=== Exercices ===
1) D'après l'extrait sur l'art libanais, en quelle année la revue Pictoram a-t-elle été fondée ?
2) Recopiez l'extrait sur l'art libanais en partant de « Le Liban aujourd’hui » et en allant jusqu'à « vive et dynamique. ».

=== Texte source ===
En 2013, le vidéaste Akram Zataari proposait Letter To A Refusing Pilot (en 1982 pendant l’invasion du Liban, un pilote israélien a refusé de bombarder une école qui s'avérait être celle de Zaatari), une réflexion sur le libre arbitre de l’homme confronté à son éthique personnelle. Les travaux de recherches de l’artiste avaient été rendus possible grâce à la collaboration avec un cinéaste et activiste israélien Avi Mograbi. 

Pour la 3ème participation à la Biennale, c'est cette année, c’est un musicien, Zad Moultaka qui a été choisi pour investir l’Arsenale Nuovissimo avec l’ambitieux projet šamaš  soutenu par le commissaire Emmanuel Daydé. Šamaš propose une réflexion sur le sacré dans notre société. Šamaš ou Shamash (prononcé chams en arabe) est le dieu soleil des civilisations mésopotamiennes. Berceau de l’humanité, lieu d’apparition de l’écriture, la région du Tigre et de l’Euphrate se trouve dans l’actuel Irak. Zad Moultaka veut recréer les grottes de Jeïta à travers une installation multimédia: « En souvenir de mes premières descentes dans le cœur de la grotte de Jeita, j’ai voulu retourner dans le ventre de la terre, afin d’en extirper la sagesse perdue. Car je sais que l’énergie restée intacte dans les profondeurs de ces pierres est prête à ressurgir, avec une mystérieuse puissance de cadences et de cascades. Sous les dieux du ciel bombardé de Syrie, on peut encore entrevoir l’émergence des premiers codes de lois babyloniens tout comme l’érection des temples géants de Baalbek ».

 

Šamaš, Tese, Pavillon Liban, Venise ©Atelier Zad Moultaka, Association Sacrum


 

Le Liban aujourd’hui

On connaît peu de choses finalement du Liban, petit pays enclavé entre la Syrie et Israël. Pourtant, la guerre n’est pas finie au Liban. Le pays continue d’être secoué par des troubles récurrents : crise des poubelles, vagues d’attentats et d’assassinats, auto-prorogation du parlement, vacance de la présidence de la république, budget non voté depuis 15 ans.... Malgré tout cela, la scène artistique est bien vive et dynamique.

Randa Sadaka, auteur, biographe et journaliste est à la tête de la revue Pictoram, fondée en 2014 sous l’égide de la fondation RAM créée par Robert Matta, fils des mécènes Alfred et Nadia Matta. La publication annuelle de la revue s’accompagne de l’émission 5 de Pic, diffusée sur Télé Liban qui fait découvrir en 5 minutes l’œuvre d’un artiste libanais, animée par Randa Sadaka elle-même.

=== Lignes extraites ===
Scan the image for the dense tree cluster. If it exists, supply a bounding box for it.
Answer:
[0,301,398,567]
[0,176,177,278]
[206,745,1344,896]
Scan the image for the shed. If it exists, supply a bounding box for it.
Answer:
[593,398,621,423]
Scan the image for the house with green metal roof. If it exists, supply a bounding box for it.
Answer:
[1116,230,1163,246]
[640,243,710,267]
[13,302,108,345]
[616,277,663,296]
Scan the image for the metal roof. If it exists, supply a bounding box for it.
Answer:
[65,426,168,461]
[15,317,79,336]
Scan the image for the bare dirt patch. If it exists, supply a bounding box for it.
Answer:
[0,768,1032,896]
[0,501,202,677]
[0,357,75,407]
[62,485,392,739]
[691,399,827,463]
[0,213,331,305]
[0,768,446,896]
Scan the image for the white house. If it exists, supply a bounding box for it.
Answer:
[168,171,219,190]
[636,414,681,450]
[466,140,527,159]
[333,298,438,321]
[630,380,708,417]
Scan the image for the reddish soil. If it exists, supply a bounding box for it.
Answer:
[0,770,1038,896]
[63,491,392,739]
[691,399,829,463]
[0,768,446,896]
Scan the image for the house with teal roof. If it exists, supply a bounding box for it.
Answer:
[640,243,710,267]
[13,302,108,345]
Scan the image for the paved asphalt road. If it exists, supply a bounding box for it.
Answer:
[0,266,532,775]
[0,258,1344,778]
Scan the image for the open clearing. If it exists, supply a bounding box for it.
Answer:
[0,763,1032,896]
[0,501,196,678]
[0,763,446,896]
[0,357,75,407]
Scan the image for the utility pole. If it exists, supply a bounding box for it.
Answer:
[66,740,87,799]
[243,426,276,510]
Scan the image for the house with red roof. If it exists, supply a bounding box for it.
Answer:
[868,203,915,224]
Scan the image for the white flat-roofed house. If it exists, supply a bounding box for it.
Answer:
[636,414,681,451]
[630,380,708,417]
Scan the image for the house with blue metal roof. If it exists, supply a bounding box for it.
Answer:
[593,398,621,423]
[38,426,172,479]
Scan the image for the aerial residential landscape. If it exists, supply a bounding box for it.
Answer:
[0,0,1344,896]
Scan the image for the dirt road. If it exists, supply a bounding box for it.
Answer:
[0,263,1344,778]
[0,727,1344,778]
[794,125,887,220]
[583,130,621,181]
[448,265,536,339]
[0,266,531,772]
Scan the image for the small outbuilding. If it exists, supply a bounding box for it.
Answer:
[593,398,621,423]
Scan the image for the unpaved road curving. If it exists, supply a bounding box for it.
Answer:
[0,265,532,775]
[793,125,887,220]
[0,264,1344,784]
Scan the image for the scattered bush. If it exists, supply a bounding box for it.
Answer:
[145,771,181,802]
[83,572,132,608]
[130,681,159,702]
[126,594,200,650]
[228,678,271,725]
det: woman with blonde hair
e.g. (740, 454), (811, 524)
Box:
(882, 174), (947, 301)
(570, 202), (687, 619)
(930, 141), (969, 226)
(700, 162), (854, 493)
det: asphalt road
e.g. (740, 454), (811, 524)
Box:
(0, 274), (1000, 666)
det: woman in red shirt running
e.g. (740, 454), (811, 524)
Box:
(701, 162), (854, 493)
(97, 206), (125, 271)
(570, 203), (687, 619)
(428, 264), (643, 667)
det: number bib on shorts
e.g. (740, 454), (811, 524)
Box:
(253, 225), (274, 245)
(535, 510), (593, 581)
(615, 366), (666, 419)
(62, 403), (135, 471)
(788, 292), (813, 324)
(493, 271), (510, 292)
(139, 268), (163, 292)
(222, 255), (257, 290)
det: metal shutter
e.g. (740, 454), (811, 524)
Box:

=== Réponses fournies ===
1) En 2014.

2)
Le Liban aujourd’hui

On connaît peu de choses finalement du Liban, petit pays enclavé entre la Syrie et Israël. Pourtant, la guerre n’est pas finie au Liban. Le pays continue d’être secoué par des troubles récurrents : crise des poubelles, vagues d’attentats et d’assassinats, auto-prorogation du parlement, vacance de la présidence de la république, budget non voté depuis 15 ans.... Malgré tout cela, la scène artistique est bien vive et dynamique.